Directive A:
Retype everything from "No matter what" down to "out for good." in the article on cutting monthly expenses below.

No matter what their income may be, almost everyone could use a little more money each month for spending, saving, or traveling. If you have stable employment and a good budgeting system in place, you may be wondering what else you can do to increase your discretionary fund each month. Here are a few expenses you can reduce or cut out for good.
Credit Card Fees
Potential Savings: $50 and up
With the wide range of credit cards available nowadays, there’s really no reason to pay an annual fee. To have the fee waived, just call your card company and ask. If the customer service rep won’t help you, ask to speak to a supervisor. Persistence will usually pay off, but if they won’t budge on the fee, transfer your balance to a different card and close the account.
Cable or Satellite
Potential Savings: $50-150 per month
Cable and satellite bills can easily top $100 per month, but you may not be ready to cut out television just yet. Don’t worry—you don’t have to give up your favorite shows. There are tons of alternatives when it comes to entertainment. Most new shows come on regular network television. You can watch these live with an HD antenna. You can also invest in TiVo or Roku if you like to record shows. Of course, most programs are also available online; just use your internet service to stream them for free. To catch up on old shows, just purchase a Netflix or Hulu subscription. Some of these options charge a fee, but it’ll be much cheaper than your cable bill.

Extracted material:

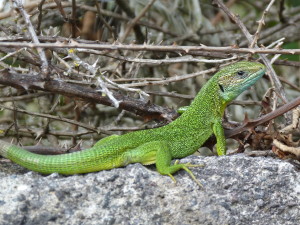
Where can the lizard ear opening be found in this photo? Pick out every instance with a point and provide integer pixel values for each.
(221, 87)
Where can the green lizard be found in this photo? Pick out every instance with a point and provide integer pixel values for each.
(159, 146)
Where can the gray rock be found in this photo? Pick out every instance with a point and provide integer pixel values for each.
(237, 190)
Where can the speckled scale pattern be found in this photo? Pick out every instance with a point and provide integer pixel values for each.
(179, 139)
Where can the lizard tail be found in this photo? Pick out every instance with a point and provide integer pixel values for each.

Directive B:
Echo the records above line for line, leaving out the pictures.

Response A:
No matter what their income may be, almost everyone could use a little more money each month for spending, saving, or traveling. If you have stable employment and a good budgeting system in place, you may be wondering what else you can do to increase your discretionary fund each month. Here are a few expenses you can reduce or cut out for good.

Response B:
Where can the lizard ear opening be found in this photo? Pick out every instance with a point and provide integer pixel values for each.
(221, 87)
Where can the green lizard be found in this photo? Pick out every instance with a point and provide integer pixel values for each.
(159, 146)
Where can the gray rock be found in this photo? Pick out every instance with a point and provide integer pixel values for each.
(237, 190)
Where can the speckled scale pattern be found in this photo? Pick out every instance with a point and provide integer pixel values for each.
(179, 139)
Where can the lizard tail be found in this photo? Pick out every instance with a point and provide integer pixel values for each.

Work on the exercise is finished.